- **Task instructions**
1. In the Spy Kids essay, name every movie from this summer that the writer says we have already been through the wars with.
2. According to the Spy Kids essay, in what year did the original Spy Kids come out?
3. Carry on writing the Spy Kids essay from its last sentence.

Start of Text segment

If you’ve been on the internet at all the past few weeks, then you’ll have noted some discussion floating around pertaining to the new Spy Kids reboot. It seems cruel, given that we’ve already been through the wars with the likes of The Flash, Indiana Jones 5, and Gran Turismo this summer, that we should have to endure what is likely another godforsaken CGI bloat which is cheap, lazy, and unnecessary.
Well, I won’t endure it. I simply won’t watch it. Not just because it’s likely that this Spy Kids reboot stands as much of a chance of being good as a hug from a porcupine, but because it’s disrespectful to what is perhaps one of the best family movies of all time.
Actually, ‘family movie’ might be an overstatement, because the original 2001 Spy Kids wasn’t a movie for the whole family. It was a movie for kids and kids alone, dammit. And therein lay the beauty of the spy movie — it wasn’t patronizing, and it wasn’t dumb. Movies today try to mold themselves into what they think will be the most palatable and appealing adventure for children.
Spy Kids didn’t try to be something it thought we wanted when we were young. Spy Kids told us what we wanted.
The 2000s movie came up with a world in which there were inventions and gimmicks that even I, during the height of my imaginative abilities, couldn’t dream up. Machines that distributed McDonald’s at the press of a button, acid crayons, closets that turned into escape pods… Robert Rodriguez made me believe in a world that was far cooler than anything we would ever really experience. It’s the cruelest trick a god could play.

End of Text segment
Start of Raw records

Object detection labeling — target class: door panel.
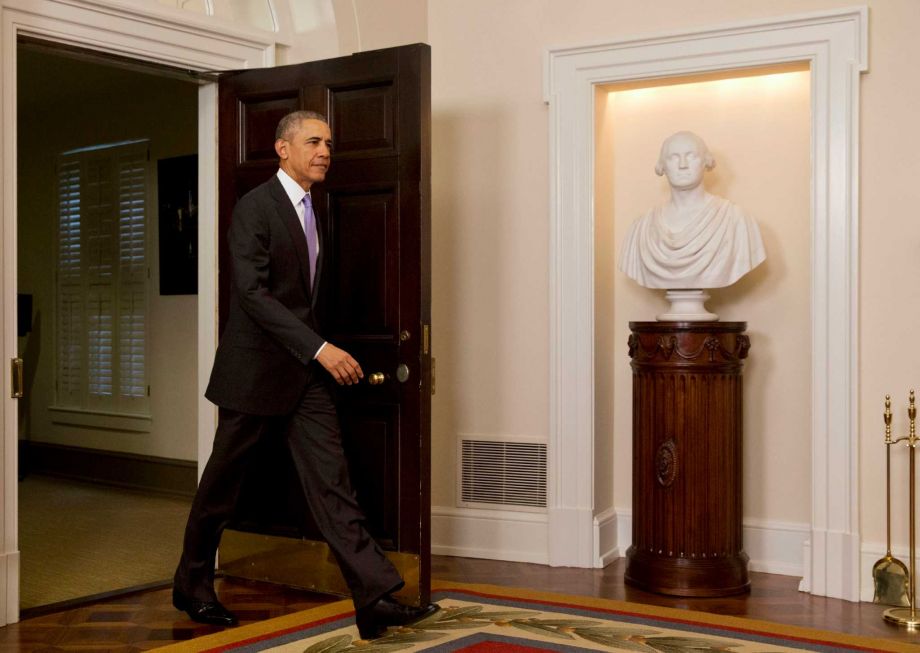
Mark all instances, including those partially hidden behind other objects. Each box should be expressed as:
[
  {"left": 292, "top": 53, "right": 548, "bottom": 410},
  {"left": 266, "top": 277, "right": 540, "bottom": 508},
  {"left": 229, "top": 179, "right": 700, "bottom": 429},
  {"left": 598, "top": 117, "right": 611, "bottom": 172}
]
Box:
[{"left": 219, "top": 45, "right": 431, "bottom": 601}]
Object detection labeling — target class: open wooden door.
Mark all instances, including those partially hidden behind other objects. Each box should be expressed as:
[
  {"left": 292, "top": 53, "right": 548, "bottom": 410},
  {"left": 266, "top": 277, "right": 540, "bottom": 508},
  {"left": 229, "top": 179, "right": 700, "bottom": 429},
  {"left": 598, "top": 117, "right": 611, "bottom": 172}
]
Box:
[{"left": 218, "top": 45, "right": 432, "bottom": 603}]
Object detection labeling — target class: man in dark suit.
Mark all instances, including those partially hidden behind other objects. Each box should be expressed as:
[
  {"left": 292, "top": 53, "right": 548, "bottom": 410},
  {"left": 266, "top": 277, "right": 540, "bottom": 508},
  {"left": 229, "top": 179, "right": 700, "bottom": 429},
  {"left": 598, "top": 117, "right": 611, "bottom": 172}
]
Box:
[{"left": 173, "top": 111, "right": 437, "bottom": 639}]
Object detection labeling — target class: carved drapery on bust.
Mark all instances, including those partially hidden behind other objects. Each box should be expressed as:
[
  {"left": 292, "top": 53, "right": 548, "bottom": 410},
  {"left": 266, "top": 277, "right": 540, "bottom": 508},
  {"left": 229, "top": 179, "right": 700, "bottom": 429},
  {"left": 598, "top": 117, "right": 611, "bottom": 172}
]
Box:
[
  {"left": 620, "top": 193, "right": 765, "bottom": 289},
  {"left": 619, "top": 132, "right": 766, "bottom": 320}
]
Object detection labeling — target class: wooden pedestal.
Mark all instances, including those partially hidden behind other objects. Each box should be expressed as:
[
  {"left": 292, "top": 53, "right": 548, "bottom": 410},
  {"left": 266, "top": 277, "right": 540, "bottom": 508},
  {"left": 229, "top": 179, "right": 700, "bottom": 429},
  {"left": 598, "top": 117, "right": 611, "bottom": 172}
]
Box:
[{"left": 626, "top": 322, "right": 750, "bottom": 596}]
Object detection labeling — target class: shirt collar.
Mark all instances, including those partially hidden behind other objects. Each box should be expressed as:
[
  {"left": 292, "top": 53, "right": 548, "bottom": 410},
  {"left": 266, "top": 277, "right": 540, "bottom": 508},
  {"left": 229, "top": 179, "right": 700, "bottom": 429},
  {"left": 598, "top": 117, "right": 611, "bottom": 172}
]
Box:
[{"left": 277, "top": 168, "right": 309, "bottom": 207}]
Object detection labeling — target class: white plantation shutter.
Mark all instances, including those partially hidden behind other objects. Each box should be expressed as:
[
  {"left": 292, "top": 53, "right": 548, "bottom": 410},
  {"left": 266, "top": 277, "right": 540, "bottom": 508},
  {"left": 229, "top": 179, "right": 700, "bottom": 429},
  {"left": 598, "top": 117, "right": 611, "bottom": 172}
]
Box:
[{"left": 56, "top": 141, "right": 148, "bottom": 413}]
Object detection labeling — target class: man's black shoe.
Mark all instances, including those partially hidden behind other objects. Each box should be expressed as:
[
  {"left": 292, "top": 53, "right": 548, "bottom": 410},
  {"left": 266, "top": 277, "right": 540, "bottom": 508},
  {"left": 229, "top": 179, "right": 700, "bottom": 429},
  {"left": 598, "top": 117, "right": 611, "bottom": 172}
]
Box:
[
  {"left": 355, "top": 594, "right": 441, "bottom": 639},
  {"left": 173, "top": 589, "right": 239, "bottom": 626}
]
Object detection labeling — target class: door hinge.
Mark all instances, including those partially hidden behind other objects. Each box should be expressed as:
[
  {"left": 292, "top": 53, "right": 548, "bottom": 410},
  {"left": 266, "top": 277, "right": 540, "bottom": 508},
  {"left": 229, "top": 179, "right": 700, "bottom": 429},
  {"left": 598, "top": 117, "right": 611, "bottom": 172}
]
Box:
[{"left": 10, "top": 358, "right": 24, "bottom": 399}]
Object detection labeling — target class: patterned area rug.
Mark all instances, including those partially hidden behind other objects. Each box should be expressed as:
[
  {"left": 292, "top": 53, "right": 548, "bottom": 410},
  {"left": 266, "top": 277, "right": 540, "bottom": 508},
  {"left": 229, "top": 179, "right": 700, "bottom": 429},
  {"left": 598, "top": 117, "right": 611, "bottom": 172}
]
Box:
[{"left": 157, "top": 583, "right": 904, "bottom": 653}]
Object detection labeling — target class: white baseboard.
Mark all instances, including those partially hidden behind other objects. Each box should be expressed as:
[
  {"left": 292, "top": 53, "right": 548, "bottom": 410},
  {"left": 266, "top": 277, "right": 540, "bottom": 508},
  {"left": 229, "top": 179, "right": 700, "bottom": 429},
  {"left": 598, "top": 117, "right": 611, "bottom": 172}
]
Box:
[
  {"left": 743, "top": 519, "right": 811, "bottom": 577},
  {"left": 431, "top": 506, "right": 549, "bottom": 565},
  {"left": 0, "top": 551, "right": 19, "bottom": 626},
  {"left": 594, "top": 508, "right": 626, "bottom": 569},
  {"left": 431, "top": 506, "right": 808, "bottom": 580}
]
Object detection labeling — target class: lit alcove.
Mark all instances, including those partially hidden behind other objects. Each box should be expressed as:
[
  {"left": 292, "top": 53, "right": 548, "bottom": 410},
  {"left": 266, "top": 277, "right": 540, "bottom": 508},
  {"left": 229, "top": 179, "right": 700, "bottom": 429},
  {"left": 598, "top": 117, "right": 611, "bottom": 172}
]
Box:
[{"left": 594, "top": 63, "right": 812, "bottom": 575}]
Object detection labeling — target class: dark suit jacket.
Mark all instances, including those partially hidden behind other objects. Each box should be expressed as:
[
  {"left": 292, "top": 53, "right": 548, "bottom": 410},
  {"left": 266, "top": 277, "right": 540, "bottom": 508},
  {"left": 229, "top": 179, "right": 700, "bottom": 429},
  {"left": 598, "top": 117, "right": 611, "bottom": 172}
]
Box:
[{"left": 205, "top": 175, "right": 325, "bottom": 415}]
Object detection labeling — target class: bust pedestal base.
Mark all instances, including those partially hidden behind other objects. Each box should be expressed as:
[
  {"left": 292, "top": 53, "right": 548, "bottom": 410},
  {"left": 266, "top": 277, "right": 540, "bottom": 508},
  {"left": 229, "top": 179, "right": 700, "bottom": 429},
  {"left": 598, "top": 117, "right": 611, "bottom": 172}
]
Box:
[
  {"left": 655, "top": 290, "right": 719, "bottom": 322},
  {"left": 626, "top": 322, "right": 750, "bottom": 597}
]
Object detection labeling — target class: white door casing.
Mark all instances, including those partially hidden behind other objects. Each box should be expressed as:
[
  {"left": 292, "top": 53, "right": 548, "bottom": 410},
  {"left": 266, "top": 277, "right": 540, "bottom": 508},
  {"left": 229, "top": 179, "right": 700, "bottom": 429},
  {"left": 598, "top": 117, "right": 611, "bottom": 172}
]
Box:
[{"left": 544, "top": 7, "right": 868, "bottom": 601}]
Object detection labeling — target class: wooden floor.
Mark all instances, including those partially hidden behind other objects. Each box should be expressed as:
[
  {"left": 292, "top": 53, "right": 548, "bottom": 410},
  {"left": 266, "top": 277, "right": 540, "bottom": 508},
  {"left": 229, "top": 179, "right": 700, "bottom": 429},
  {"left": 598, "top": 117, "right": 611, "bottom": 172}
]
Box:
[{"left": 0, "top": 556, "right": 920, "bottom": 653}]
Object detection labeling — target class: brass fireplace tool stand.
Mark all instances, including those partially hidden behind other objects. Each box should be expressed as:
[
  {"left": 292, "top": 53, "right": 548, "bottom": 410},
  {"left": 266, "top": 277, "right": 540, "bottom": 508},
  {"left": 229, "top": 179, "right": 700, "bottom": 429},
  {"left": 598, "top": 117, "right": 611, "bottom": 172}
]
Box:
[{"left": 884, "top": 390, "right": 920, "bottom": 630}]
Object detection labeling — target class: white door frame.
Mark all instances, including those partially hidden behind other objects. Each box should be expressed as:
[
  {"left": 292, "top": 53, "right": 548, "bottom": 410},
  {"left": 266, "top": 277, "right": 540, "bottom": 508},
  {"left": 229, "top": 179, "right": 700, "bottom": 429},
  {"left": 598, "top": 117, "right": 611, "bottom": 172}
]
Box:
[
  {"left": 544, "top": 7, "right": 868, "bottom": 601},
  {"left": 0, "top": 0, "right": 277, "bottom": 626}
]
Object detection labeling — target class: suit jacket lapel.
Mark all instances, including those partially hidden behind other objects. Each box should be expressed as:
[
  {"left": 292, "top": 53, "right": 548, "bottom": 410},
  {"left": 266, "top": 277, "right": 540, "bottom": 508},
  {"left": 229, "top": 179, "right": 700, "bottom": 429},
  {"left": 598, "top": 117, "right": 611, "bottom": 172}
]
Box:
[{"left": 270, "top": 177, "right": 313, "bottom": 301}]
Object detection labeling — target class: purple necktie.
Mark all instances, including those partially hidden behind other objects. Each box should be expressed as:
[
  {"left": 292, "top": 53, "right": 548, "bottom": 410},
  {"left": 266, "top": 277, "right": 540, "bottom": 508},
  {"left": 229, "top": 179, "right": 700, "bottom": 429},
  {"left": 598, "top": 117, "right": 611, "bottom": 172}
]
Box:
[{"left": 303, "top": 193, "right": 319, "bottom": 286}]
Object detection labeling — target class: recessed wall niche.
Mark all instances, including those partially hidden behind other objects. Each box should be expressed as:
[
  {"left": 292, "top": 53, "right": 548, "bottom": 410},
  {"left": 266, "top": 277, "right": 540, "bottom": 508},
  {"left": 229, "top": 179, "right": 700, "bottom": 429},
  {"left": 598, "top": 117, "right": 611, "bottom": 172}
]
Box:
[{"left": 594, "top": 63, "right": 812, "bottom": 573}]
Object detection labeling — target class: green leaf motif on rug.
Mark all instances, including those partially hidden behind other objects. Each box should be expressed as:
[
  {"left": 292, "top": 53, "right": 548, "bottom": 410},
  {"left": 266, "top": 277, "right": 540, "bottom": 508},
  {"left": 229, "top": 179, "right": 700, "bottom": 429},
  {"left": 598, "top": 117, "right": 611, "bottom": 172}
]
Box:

End of Raw records

- **Outputs**
1. The Flash, Indiana Jones 5, Gran Turismo

2. 2001

3.
Spy Kids was for kids, but it was everything that kids shouldn’t want. It was sexy. It was wild. It was downright the most disgusting-looking movie ever made. There were men wandering around in the form of giant thumb people. But my God, it had flair.
Terrible visuals made with intent are a style choice, not a result. The ugliness felt intentional, and thereby created some of the greatest world-building seen even in movies today. Part of this can probably be attributed to the influx of ‘gloss’ in modern movies, but it’s mostly because of the sheer innovation used in producing Spy Kids.
The world of Floop’s Fooglies felt like a real show, and the running iconography of the fictional Troublemaker theme park (named after the studio that produced the movies) raised no questions of logic from me, a child, ever. In terms of aesthetic, Spy Kids was essentially our grindhouse cinema. It was hideous, it was disturbing, and it was glorious.
Part of the outrage against the new Spy Kids reboot comes from its casting: Zachary Levi and Gina Rodriguez. Anyone who grew up with the original would have let out a collective, yearning groan for Antonio Banderas upon hearing this news. It would be unfair, really, to directly criticize Levi and Rodriguez for this (though we’d like to).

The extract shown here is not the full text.